Source information START

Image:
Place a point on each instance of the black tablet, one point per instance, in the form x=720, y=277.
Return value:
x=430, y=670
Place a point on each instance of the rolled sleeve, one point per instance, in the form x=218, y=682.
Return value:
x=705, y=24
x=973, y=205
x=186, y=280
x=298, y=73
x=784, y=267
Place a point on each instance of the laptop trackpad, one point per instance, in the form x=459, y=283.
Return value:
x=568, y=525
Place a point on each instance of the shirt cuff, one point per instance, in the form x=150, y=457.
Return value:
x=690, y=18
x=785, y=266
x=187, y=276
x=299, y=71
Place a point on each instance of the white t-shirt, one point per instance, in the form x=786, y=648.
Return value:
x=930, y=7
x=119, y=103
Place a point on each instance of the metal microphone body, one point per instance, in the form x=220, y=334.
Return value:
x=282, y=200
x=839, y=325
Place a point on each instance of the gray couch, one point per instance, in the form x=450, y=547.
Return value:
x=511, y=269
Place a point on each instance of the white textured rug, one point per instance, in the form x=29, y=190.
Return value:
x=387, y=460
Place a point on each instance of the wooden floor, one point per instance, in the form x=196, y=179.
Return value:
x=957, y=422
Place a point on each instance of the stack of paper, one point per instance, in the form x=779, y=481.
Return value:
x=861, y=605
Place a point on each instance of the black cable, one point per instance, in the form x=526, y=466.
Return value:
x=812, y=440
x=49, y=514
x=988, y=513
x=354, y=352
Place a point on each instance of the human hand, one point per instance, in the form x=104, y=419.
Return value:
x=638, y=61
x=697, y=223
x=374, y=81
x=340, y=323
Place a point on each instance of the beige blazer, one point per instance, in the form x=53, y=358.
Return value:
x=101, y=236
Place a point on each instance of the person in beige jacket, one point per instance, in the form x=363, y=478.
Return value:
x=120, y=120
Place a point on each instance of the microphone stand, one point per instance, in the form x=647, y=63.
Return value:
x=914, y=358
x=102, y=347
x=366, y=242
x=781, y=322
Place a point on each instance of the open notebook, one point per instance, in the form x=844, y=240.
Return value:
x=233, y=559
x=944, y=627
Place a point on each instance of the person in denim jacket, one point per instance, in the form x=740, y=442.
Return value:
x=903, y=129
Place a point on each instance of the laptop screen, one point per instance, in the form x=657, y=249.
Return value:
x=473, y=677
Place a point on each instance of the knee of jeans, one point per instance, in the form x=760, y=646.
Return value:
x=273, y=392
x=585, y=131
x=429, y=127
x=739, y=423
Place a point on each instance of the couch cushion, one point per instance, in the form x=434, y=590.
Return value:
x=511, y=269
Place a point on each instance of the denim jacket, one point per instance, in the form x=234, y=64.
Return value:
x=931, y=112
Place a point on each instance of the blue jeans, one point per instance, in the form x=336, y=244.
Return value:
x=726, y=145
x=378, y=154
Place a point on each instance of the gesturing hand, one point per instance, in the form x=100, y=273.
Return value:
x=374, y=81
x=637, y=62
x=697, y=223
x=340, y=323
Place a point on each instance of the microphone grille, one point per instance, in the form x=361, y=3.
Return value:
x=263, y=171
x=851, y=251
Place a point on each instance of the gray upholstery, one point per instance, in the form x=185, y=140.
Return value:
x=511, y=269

Source information END

▶ **About this exercise**: All of the lines above need to be given again exactly.

▶ **Response to this exercise**:
Image:
Place a point on each instance of the black tablet, one point per instance, in the form x=720, y=277.
Return value:
x=430, y=670
Place a point on each instance of the rolled sleeve, one point per instance, in the form x=218, y=682.
Return value:
x=705, y=24
x=973, y=205
x=186, y=280
x=298, y=73
x=784, y=267
Place a point on each instance of the laptop trackpad, one point per instance, in the form x=459, y=283.
Return value:
x=568, y=525
Place a point on each instance of the shirt cuff, one point per instance, in the form x=150, y=457.
Return value:
x=690, y=18
x=785, y=266
x=187, y=276
x=299, y=71
Place a point on each instance of the white t-shirt, one point per instance, in the form x=786, y=648.
Return value:
x=930, y=7
x=119, y=103
Place a point on each instance of the metal microphone body, one point per instance, in the form x=220, y=334.
Return value:
x=282, y=200
x=839, y=325
Place a point on each instance of the gray couch, one point per instance, in the form x=450, y=547.
Return value:
x=511, y=269
Place a point on each instance of the white textured rug, one point per instance, in the form x=29, y=190.
Return value:
x=387, y=460
Place a point on each instance of the wooden floor, one point per instance, in the form x=196, y=179.
Return value:
x=957, y=422
Place a point on each instance of the stack of paper, one point per instance, in the form x=779, y=481.
Return value:
x=861, y=605
Place a point on each instance of the black cable, one point per instance, in the form x=526, y=466.
Return value:
x=812, y=440
x=49, y=514
x=988, y=513
x=354, y=352
Place a point on each instance of the human hand, one point per instance, in the form x=104, y=419.
Return value:
x=638, y=61
x=697, y=223
x=374, y=81
x=340, y=323
Place a point on each instance of the beige blazer, one point per instance, in the form x=53, y=358.
Return value:
x=101, y=236
Place a point on each instance of the person in beige jacket, one point per instance, in the form x=363, y=478.
Return value:
x=120, y=120
Place a point on each instance of the microphone stand, one point per instance, in the form x=647, y=63.
Return value:
x=914, y=358
x=102, y=347
x=366, y=242
x=781, y=322
Place a point on each instance of the open notebook, one point per instance, in the form x=844, y=240.
Return value:
x=233, y=559
x=944, y=627
Place a point on each instance of the person in denim jacket, one point per instance, in the form x=740, y=442.
Return value:
x=903, y=129
Place a point on each instance of the laptop screen, one point per instance, in the form x=657, y=249.
Return value:
x=473, y=677
Place a point on each instance of the knee of jeans, one point per instance, in the form x=760, y=646.
Return value:
x=273, y=392
x=585, y=131
x=429, y=127
x=739, y=423
Place a point on each instance of the couch cushion, one point per instance, in the form x=434, y=590.
Return value:
x=511, y=269
Place a point on each instance of the denim jacket, one point per instance, in the form x=234, y=64.
Return value:
x=931, y=112
Place a point on each instance of the blue jeans, one point per instance, in the form x=336, y=244.
Return value:
x=726, y=145
x=378, y=154
Place a point on each instance of the gesturing hand, one point per instance, in the form x=100, y=273.
Return value:
x=374, y=81
x=637, y=62
x=697, y=223
x=340, y=323
Place a point on each instance of the microphone grille, one point per instance, in the form x=361, y=3.
Return value:
x=263, y=171
x=851, y=251
Place a point on each instance of the gray upholstery, one point per instance, in the form x=185, y=140.
Return value:
x=511, y=269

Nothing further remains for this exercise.